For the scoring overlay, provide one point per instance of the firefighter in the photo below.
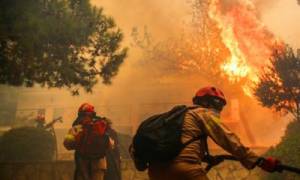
(205, 121)
(86, 166)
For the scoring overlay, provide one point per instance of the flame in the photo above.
(249, 42)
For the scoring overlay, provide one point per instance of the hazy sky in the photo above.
(283, 19)
(163, 17)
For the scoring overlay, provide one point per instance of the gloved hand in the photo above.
(269, 164)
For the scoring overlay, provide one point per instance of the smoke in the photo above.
(148, 88)
(141, 89)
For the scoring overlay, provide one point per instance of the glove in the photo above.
(269, 164)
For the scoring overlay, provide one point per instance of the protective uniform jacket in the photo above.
(187, 165)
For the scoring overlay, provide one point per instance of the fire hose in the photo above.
(215, 160)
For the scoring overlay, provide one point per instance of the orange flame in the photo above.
(247, 39)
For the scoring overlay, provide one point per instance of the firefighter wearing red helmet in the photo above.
(204, 121)
(89, 140)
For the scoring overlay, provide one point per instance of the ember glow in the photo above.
(249, 42)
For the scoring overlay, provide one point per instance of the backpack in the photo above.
(92, 141)
(158, 138)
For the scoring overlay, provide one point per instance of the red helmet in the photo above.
(86, 108)
(211, 91)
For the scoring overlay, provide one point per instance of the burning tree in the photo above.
(57, 43)
(279, 86)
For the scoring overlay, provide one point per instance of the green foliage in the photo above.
(279, 86)
(288, 151)
(57, 43)
(27, 144)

:::

#### EXERCISE PROMPT
Copy out all of the data above again word for word, leaving out the picture.

#### FULL SOLUTION
For the scoring overlay, provide one point per instance of the firefighter in the photo below.
(205, 121)
(86, 166)
For the scoring overlay, provide one point per instance of the flame in the photo above.
(249, 42)
For the scoring overlay, provide one point per instance of the hazy sky in the photo above.
(283, 19)
(163, 17)
For the scoring overlay, provide one point per instance of the gloved hand in the photo above.
(269, 164)
For the scoring overlay, provide one point per instance of the smoke in the photo above.
(148, 88)
(141, 89)
For the scoring overlay, provide one point per instance of the glove in the photo above.
(269, 164)
For the scoring overlay, provide one point per instance of the protective uniform jacket in the photo above.
(187, 165)
For the scoring overlay, provide one point per instance of the fire hose in the photo above.
(215, 160)
For the scoring overlay, provide one point per instance of the orange flame in the photo above.
(247, 39)
For the scoring overlay, provide one point per instance of the firefighter wearing red helmet in the photo above.
(204, 121)
(89, 140)
For the scoring overlay, provide one point per instance of the ember glow in the photo above.
(249, 42)
For the scoring overlay, provide one point per instance of the backpack in the photo above.
(92, 141)
(158, 138)
For the scoring overlay, provide one point per instance of the red helmet in the photo above.
(86, 108)
(211, 91)
For the scoring overlay, provide one point per instance of the burning tree in the photo above.
(57, 43)
(279, 86)
For the scoring overlay, provide one point per instance of the green foliage in the photo above.
(279, 86)
(288, 151)
(57, 43)
(27, 144)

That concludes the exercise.